*** Opening of PROVIDED TEXT ***
The situation with electromobility is even more disappointing. Back in 1994, following a project for a major car manufacturer, we published a book showing how the transition to a sustainable mobility system could succeed.12 However, it then took a very long time for Tesla to show the established providers how to implement a successful new business model with electromobility and digitalization. The German government wants to see 15 million electric cars on German roads by 2030. There are currently just under 1.5 million electric cars. Politicians, German car manufacturers and suppliers have clearly lost their way on the road to electromobility and now need a resilience offensive.13 What the offensive could look like in concrete terms is still largely unclear. What is certain is that the next shot must be a good one. This means that electric cars must become more affordable and more everyday-friendly. Hopes are therefore pinned on a new generation of electric mobility.14 At the same time, the political framework conditions should improve. Resilience is thus created from the inside out and from the outside in.
Countercurrent of inside-out and outside-in approaches
One lesson learned from successful programs is that overcoming resilience deficits must start from two sides:
- Personal resilience, the resilience of an organization and its partners (inside-out resilience) and
- the resilience of politics, the financial markets and society (outside-in resilience).
The interaction of forces acting from the inside out and from the outside in creates a powerful counter-current resilience that requires close cooperation between business and politics.
The German economic miracle after the end of the Second World War was the result of such a process. The difference to the creeping deindustrialization that is currently emerging is that our country was in ruins back then. This catastrophic situation mobilized enormous resilience forces. As with the example of the frog in a pot of water that is slowly heated and does not react, today we also seem unable to mobilize our collective forces.
This assessment of the situation has contributed to the realization that our companies urgently need the fifth development stage of unifying strategic management.15 The hope is that our country will emerge stronger from the polycrisis. Unfortunately, however, many people’s trust in our institutions has been shaken for some time. A key challenge in the transition from the fourth resilience-oriented stage to the fifth is to regain this trust. The dialog-based action discussed in my last blog post forms an important basis for this.16
Better management of complexity
The aim of resilience-oriented strategic management is to better manage complexity. In the five development stages of strategic management, there has been a paradigm shift from mechanistic to complexity management. This shift began in the early 1990s. The starting point was two findings, namely:17
- The realization that relatively mechanistic concepts, such as portfolio analysis, are not sufficient to achieve lasting strategic success and
- the application of evolutionary theories and the more recent complexity theories in business and politics.
*** Close of PROVIDED TEXT ***
_EXERCISE TASKS:_
a - Using the resilience passage, answer each question:
(i) In what year was the book on the transition to a sustainable mobility system published?
(ii) How many electric cars does the German government want on German roads by 2030?
(iii) When did the shift from mechanistic to complexity management begin?
b - Please repeat everything in the resilience passage from "The interaction of" down to "between business and politics.".
The records have nothing to do with the tasks on the resilience passage.
*** Opening of DATA SHOWN ***
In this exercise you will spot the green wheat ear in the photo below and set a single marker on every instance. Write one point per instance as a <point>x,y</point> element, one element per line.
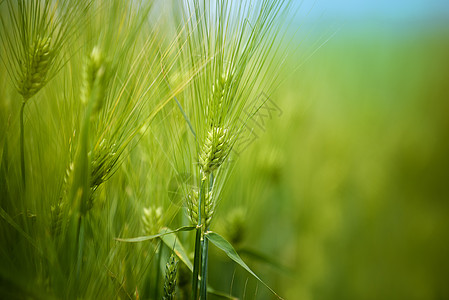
<point>94,79</point>
<point>171,270</point>
<point>215,150</point>
<point>34,70</point>
<point>193,207</point>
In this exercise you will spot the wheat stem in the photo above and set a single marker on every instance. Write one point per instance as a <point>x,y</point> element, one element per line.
<point>22,144</point>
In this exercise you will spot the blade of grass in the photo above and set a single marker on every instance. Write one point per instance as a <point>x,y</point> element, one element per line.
<point>150,237</point>
<point>172,241</point>
<point>226,247</point>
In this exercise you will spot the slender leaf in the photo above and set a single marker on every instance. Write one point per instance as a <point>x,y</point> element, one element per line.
<point>150,237</point>
<point>172,241</point>
<point>225,246</point>
<point>254,254</point>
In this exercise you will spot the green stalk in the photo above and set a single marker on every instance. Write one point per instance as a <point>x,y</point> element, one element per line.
<point>80,244</point>
<point>22,143</point>
<point>205,253</point>
<point>158,271</point>
<point>198,238</point>
<point>203,283</point>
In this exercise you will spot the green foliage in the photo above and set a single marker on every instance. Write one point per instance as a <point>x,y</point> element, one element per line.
<point>120,120</point>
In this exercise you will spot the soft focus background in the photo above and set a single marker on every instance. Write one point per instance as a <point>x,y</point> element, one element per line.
<point>341,193</point>
<point>349,186</point>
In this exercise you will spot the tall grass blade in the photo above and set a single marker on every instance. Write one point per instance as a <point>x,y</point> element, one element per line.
<point>225,246</point>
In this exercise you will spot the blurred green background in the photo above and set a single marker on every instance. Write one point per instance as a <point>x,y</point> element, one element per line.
<point>349,187</point>
<point>342,194</point>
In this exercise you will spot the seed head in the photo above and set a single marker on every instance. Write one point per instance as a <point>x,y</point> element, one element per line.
<point>94,79</point>
<point>215,150</point>
<point>219,90</point>
<point>171,270</point>
<point>35,68</point>
<point>193,207</point>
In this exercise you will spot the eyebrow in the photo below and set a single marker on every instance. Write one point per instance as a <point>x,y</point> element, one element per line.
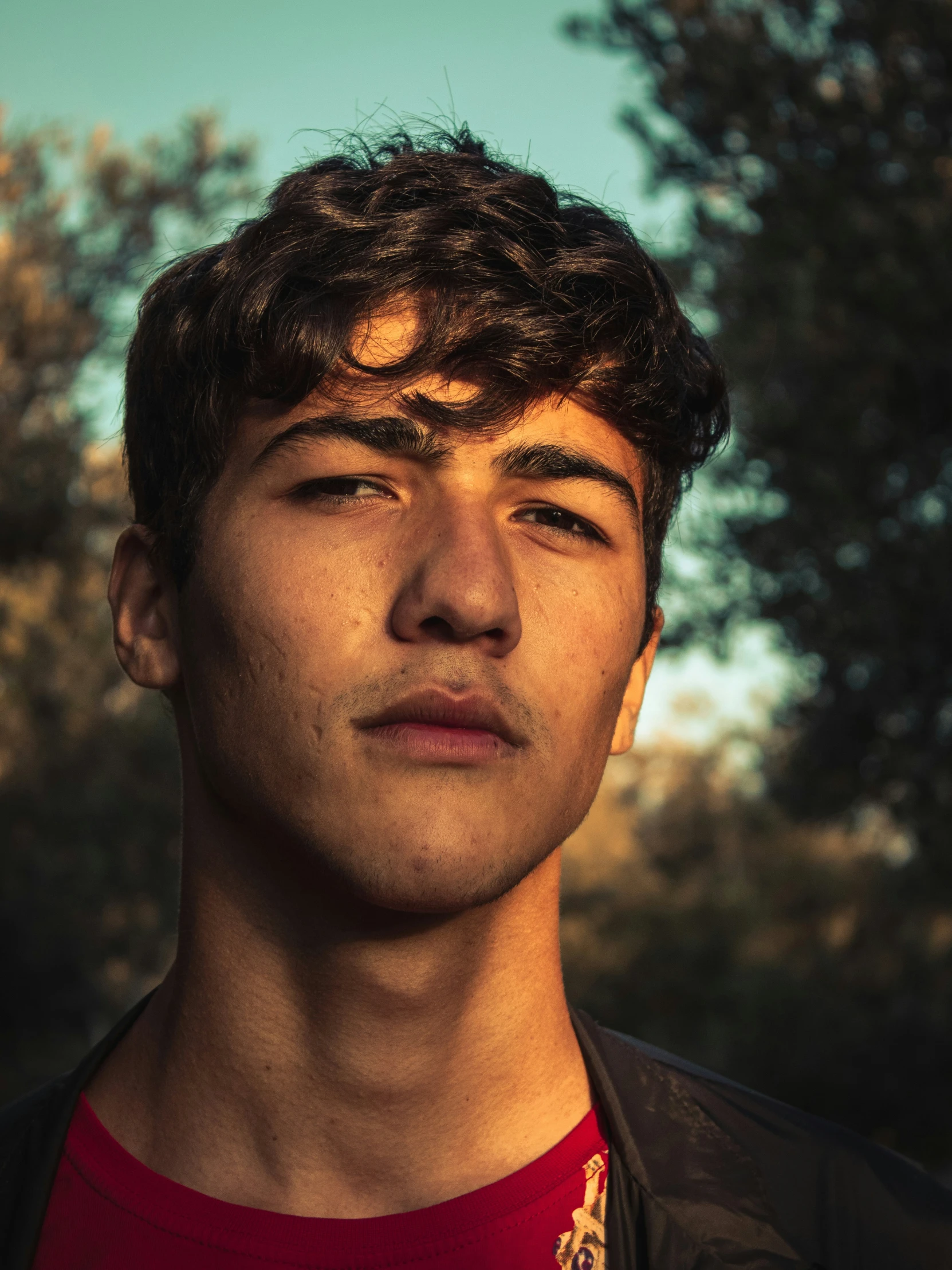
<point>390,434</point>
<point>559,462</point>
<point>395,434</point>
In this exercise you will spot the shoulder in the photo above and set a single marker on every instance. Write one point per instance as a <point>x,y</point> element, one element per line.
<point>25,1120</point>
<point>839,1200</point>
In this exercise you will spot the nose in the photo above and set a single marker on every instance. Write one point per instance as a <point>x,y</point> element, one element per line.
<point>460,586</point>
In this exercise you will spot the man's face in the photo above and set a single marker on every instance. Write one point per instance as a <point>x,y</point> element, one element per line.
<point>404,652</point>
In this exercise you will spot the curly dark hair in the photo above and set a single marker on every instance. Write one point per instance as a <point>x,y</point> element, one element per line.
<point>524,290</point>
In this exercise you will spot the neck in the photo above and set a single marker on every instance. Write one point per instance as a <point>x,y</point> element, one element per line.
<point>305,1047</point>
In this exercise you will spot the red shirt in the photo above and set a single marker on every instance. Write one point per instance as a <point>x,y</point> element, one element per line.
<point>108,1212</point>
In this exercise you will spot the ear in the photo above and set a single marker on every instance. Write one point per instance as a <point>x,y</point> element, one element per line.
<point>144,601</point>
<point>635,692</point>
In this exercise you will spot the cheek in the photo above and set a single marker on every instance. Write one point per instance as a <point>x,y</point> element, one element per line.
<point>271,620</point>
<point>582,640</point>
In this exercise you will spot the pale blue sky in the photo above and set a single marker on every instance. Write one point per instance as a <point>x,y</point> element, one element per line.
<point>274,70</point>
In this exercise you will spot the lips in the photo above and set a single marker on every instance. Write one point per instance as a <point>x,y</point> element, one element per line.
<point>439,727</point>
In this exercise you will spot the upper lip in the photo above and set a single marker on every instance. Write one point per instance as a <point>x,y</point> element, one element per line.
<point>446,710</point>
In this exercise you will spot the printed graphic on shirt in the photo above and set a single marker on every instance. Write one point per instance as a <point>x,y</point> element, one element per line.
<point>584,1247</point>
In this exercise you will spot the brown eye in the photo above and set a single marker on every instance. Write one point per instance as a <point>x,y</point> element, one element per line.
<point>339,489</point>
<point>564,522</point>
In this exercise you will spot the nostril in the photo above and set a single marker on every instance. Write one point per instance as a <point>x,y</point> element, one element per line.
<point>438,629</point>
<point>446,633</point>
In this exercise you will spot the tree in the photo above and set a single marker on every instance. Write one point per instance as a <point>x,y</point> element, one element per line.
<point>815,146</point>
<point>88,767</point>
<point>813,143</point>
<point>702,919</point>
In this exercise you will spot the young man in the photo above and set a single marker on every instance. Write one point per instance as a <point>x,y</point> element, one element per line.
<point>403,454</point>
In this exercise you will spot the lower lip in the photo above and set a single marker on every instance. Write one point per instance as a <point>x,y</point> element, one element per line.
<point>436,744</point>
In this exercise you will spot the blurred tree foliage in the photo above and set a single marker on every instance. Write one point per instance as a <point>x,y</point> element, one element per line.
<point>88,770</point>
<point>814,142</point>
<point>701,918</point>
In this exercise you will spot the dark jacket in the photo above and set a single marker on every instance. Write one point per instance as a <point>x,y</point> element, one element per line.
<point>702,1174</point>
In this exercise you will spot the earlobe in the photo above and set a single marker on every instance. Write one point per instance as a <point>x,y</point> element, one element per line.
<point>145,609</point>
<point>635,692</point>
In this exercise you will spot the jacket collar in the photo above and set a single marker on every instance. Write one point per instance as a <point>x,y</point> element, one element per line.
<point>692,1174</point>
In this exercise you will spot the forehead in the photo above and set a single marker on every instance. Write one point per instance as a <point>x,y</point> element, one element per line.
<point>386,338</point>
<point>554,421</point>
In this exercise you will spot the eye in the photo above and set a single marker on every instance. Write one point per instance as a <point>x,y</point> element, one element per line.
<point>564,522</point>
<point>339,491</point>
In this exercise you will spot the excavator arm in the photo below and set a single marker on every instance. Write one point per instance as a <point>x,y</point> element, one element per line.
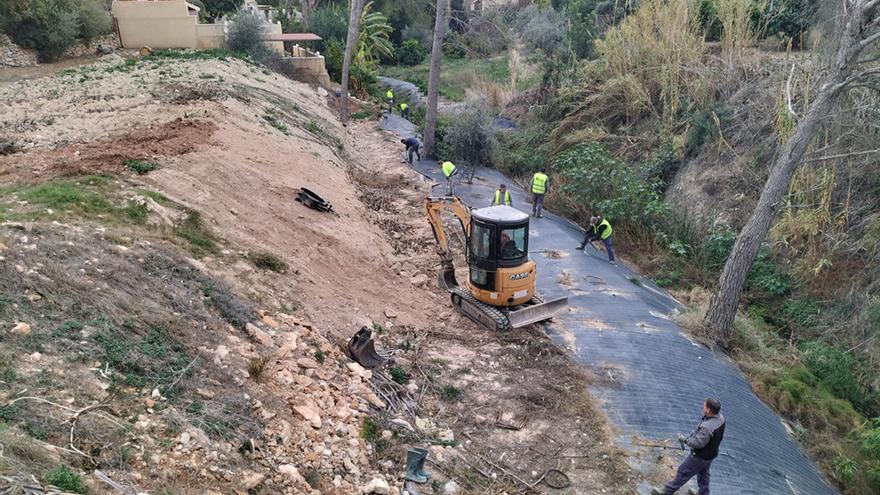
<point>434,207</point>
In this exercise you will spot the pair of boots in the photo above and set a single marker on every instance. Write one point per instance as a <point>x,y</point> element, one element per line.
<point>415,465</point>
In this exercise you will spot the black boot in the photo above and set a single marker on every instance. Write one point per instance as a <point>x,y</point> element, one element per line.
<point>413,458</point>
<point>424,456</point>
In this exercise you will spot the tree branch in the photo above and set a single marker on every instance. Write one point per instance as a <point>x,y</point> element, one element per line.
<point>788,92</point>
<point>842,155</point>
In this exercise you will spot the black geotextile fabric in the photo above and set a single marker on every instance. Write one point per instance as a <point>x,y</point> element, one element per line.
<point>651,379</point>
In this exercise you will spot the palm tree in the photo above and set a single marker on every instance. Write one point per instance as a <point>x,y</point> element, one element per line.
<point>434,76</point>
<point>354,22</point>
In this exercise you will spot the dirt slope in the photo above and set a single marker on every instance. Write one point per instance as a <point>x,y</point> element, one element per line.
<point>220,366</point>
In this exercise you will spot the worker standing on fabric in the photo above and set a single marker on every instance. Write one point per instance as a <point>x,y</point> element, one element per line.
<point>389,95</point>
<point>449,170</point>
<point>502,196</point>
<point>540,186</point>
<point>412,147</point>
<point>600,229</point>
<point>703,442</point>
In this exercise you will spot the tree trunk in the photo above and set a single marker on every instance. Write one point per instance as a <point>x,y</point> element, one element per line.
<point>354,25</point>
<point>434,77</point>
<point>723,305</point>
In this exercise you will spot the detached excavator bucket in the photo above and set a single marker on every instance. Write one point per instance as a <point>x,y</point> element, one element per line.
<point>362,349</point>
<point>536,312</point>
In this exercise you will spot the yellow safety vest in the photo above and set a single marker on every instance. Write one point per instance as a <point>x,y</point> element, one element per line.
<point>605,233</point>
<point>498,197</point>
<point>539,183</point>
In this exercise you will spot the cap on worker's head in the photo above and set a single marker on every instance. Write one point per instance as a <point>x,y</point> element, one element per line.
<point>714,405</point>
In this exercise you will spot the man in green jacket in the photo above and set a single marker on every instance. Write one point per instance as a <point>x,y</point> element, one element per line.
<point>540,186</point>
<point>600,229</point>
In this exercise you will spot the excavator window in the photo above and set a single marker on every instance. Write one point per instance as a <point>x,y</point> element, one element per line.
<point>513,243</point>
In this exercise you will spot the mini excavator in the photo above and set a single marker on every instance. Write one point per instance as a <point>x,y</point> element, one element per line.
<point>500,292</point>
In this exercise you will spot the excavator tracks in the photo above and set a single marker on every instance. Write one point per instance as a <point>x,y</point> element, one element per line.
<point>488,316</point>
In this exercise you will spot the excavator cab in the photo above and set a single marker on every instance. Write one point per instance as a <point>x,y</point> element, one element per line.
<point>498,256</point>
<point>502,280</point>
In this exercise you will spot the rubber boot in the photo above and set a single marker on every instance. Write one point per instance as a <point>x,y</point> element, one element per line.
<point>424,456</point>
<point>412,466</point>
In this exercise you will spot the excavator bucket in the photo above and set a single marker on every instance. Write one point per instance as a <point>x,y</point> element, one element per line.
<point>536,312</point>
<point>362,349</point>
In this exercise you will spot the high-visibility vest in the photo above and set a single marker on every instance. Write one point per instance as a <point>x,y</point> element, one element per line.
<point>539,183</point>
<point>498,197</point>
<point>448,169</point>
<point>605,233</point>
*** Close of DATA SHOWN ***
_RESPONSES TO THE TASKS:_
a -
(i) 1994
(ii) 15 million
(iii) In the early 1990s

b -
The interaction of forces acting from the inside out and from the outside in creates a powerful counter-current resilience that requires close cooperation between business and politics.